** Task to complete **
Restate all the material verbatim, except for the pictures.

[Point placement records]
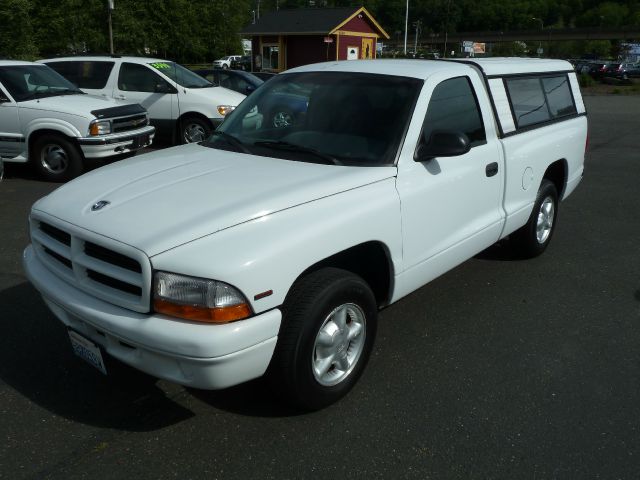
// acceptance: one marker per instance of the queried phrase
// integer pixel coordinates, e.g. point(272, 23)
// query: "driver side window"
point(453, 108)
point(138, 78)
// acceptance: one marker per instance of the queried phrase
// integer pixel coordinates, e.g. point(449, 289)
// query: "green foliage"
point(16, 33)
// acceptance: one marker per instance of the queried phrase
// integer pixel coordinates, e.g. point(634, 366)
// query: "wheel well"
point(557, 174)
point(34, 136)
point(370, 260)
point(192, 114)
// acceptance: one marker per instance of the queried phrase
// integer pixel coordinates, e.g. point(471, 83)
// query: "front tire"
point(194, 129)
point(55, 158)
point(533, 238)
point(328, 330)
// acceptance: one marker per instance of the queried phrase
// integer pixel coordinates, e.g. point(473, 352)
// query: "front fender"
point(58, 125)
point(271, 252)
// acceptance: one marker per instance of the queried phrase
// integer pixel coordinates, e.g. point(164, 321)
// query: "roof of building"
point(320, 21)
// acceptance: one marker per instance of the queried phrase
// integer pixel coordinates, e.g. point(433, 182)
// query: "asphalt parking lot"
point(499, 369)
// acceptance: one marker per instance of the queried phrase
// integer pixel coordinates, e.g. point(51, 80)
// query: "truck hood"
point(164, 199)
point(79, 105)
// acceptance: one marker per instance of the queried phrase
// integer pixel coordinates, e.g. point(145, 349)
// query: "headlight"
point(100, 127)
point(198, 299)
point(225, 109)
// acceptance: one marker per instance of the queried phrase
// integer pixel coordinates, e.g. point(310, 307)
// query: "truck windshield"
point(341, 118)
point(181, 75)
point(26, 82)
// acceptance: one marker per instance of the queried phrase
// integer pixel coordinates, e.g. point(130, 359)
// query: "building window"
point(270, 57)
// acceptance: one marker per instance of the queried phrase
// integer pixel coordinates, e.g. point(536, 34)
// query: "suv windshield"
point(181, 75)
point(355, 119)
point(26, 82)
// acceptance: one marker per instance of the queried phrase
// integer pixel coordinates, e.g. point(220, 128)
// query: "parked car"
point(271, 250)
point(597, 70)
point(265, 76)
point(182, 106)
point(243, 63)
point(622, 71)
point(47, 121)
point(236, 80)
point(282, 109)
point(225, 62)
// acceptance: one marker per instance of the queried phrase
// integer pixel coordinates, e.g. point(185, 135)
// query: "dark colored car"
point(242, 63)
point(264, 75)
point(622, 71)
point(284, 108)
point(597, 70)
point(237, 80)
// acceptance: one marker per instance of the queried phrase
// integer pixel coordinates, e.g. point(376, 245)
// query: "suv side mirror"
point(442, 144)
point(163, 87)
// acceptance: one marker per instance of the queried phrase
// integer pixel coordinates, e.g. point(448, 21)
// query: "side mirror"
point(442, 144)
point(164, 88)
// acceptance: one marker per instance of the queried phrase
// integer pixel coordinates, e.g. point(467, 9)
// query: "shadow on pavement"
point(252, 399)
point(500, 251)
point(36, 360)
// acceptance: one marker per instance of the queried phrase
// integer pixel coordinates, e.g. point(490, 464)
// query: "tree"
point(16, 35)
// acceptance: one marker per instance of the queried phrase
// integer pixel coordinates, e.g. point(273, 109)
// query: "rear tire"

** Response to this task **
// acceptance: one marker per instance of the queried phrase
// integer pixel coordinates, e.g. point(272, 23)
// query: "driver side window"
point(453, 108)
point(138, 78)
// acceptance: one marker per instance of the queried phrase
// integer pixel coordinates, e.g. point(449, 289)
// query: "green foliage"
point(16, 33)
// acceptance: one marker per instance of the queried phrase
// integer pixel coordinates, e.g. point(634, 366)
// query: "wheel well"
point(557, 174)
point(34, 136)
point(370, 260)
point(192, 114)
// acceptance: one marker per instance of the queried phrase
// integer pixel coordinates, e.g. point(471, 83)
// query: "front tire"
point(194, 129)
point(55, 158)
point(533, 238)
point(328, 330)
// acceptance: one marker per instance of the queried phrase
// integer pixel coordinates, e.g. point(473, 352)
// query: "front fender"
point(58, 125)
point(271, 252)
// acceptance: one marker per instance of the queried phrase
// integer pixel coordinates, e.g. point(164, 321)
// query: "roof of building"
point(320, 21)
// acceptance: one marker per instance of the queried phrase
// integer pixel coordinates, e.g. point(433, 182)
// query: "asphalt parking lot"
point(499, 369)
// acceptance: one marker per instance of the queried phrase
// integer pixel coordinates, e.g. point(51, 80)
// query: "truck hood"
point(164, 199)
point(79, 105)
// acceptance: one marker per instance of the queried phrase
// integer pixel coordinates, e.g. point(145, 349)
// query: "headlight"
point(100, 127)
point(198, 299)
point(225, 109)
// acceptance: one marker per instance of the queried phrase
// integer pixel coordinates, e.g. point(310, 307)
// query: "truck windshield"
point(341, 118)
point(181, 75)
point(26, 82)
// acceptance: one marker per instance of the queried phrase
// integer pixel coordinates, e.g. point(130, 359)
// query: "building window"
point(270, 57)
// acceptance: one marker per instance of the queried phrase
// integer pixel coordinates, e.g. point(536, 34)
// query: "suv windshield"
point(181, 75)
point(355, 119)
point(26, 82)
// acceptance: one marker per instance of the queried phrase
// integer pixel coordinates, e.g. point(220, 128)
// query: "parked car"
point(271, 250)
point(597, 70)
point(265, 76)
point(182, 106)
point(243, 63)
point(622, 71)
point(47, 121)
point(236, 80)
point(282, 109)
point(225, 62)
// acceptance: one marker per instance of the queried phrase
// integer pixel coordinates, e.g. point(185, 135)
// query: "dark colored car"
point(242, 63)
point(264, 75)
point(622, 71)
point(284, 108)
point(597, 70)
point(237, 80)
// acceptance: one marker per instance of the queried phrase
// integer pixel coordinates, e.g. point(376, 245)
// query: "suv side mirror"
point(442, 144)
point(163, 87)
// acceptance: one marker per instance of the queried phrase
// integer pixel coordinates, e.g. point(448, 21)
// query: "side mirror"
point(442, 144)
point(164, 88)
// acceptance: one marker per instance of the queried phrase
// integer pixel coordinates, e.g. point(467, 9)
// query: "shadow on pavement"
point(252, 399)
point(500, 251)
point(36, 360)
// acceptance: one marker per instance of the queried phrase
// integer pixel coordinates, e.g. point(490, 464)
// query: "tree"
point(16, 35)
// acceptance: one marker per instance of the queried phrase
// integer pixel coordinates, e.g. point(273, 109)
// query: "rear tire"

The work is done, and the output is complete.